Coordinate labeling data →

==============================

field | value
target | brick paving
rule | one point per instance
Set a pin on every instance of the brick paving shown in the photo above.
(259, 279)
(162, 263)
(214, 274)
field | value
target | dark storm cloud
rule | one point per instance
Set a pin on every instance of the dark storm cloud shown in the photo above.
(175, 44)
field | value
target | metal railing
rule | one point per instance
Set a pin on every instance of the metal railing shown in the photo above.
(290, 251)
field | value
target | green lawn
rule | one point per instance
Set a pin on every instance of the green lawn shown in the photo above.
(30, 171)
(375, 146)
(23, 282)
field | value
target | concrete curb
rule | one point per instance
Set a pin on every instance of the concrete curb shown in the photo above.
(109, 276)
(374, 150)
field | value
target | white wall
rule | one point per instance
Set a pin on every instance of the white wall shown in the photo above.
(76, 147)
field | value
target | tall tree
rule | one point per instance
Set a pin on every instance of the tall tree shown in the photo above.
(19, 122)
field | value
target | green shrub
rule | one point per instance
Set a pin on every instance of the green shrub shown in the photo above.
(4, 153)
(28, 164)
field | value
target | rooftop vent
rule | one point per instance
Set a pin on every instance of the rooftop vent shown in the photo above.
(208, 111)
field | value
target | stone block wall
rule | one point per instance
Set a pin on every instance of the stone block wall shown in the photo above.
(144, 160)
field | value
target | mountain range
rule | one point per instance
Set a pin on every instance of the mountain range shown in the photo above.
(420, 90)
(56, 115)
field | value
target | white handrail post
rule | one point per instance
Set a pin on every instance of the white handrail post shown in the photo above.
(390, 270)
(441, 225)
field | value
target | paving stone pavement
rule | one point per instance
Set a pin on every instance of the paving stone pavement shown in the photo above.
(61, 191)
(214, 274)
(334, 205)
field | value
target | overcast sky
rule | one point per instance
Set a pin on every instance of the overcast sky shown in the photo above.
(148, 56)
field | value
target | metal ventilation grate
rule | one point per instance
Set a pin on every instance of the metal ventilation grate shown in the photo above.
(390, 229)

==============================

AIM OF THE TASK → Write out the whole listing again, exactly as it stands.

RESPONSE →
field | value
target | brick paving
rule | one point per instance
Set a pin on every instance of the brick paving shown in the photo above.
(259, 279)
(162, 263)
(214, 274)
field | value
target | dark storm cloud
rule | one point per instance
Set a pin on every instance of the dark storm cloud shown in the photo above.
(175, 44)
field | value
target | metal railing
rule | one point per instance
Set a pin on every instance of the metal railing shown in the photo above.
(290, 251)
field | value
target | green lawn
rule | one point per instance
Set a pin on every instance of the green lawn shown in the photo above.
(30, 171)
(375, 146)
(23, 282)
field | value
target | concrete curb
rule | one point per instance
Set a pin on every instance of the concrete curb shown in the photo above.
(109, 276)
(374, 150)
field | value
target | white wall
rule | one point per instance
Set a pin on every instance of the white wall shown in the photo above.
(76, 147)
field | value
target | tall tree
rule | one point per instance
Set a pin on every instance of the tall tree shown in the photo above.
(19, 122)
field | value
target | green shrub
rule | one point per instance
Set a pin on every instance of the green shrub shown in the photo above.
(4, 153)
(28, 164)
field | value
target | rooftop vent
rule | one point per instance
Set a pin on every instance of the rooftop vent shown in the photo above.
(208, 111)
field | value
target | stone block wall
rule | one point per instance
Set a pin on every instance of the stone block wall shown in the photo above.
(144, 160)
field | value
target | mountain range
rule | one point per instance
Set a pin on every instance of the mountain range shown in the photo above.
(420, 90)
(56, 115)
field | value
target | white handrail post
rule | one point per instance
Set a pin on every instance of the white handrail post shown in the photo above.
(390, 270)
(441, 225)
field | value
target | paving stone pavement
rule | one point per instance
Set a pin on every instance of the paving stone pavement shown in the photo above.
(61, 191)
(214, 274)
(334, 205)
field | value
target | overcast sky
rule | one point per instance
Set a pin on every instance of the overcast sky shown in the photo above.
(148, 56)
field | value
target | metal ventilation grate
rule | one point per instance
Set a pin on every instance of the metal ventilation grate shown in the photo above.
(390, 229)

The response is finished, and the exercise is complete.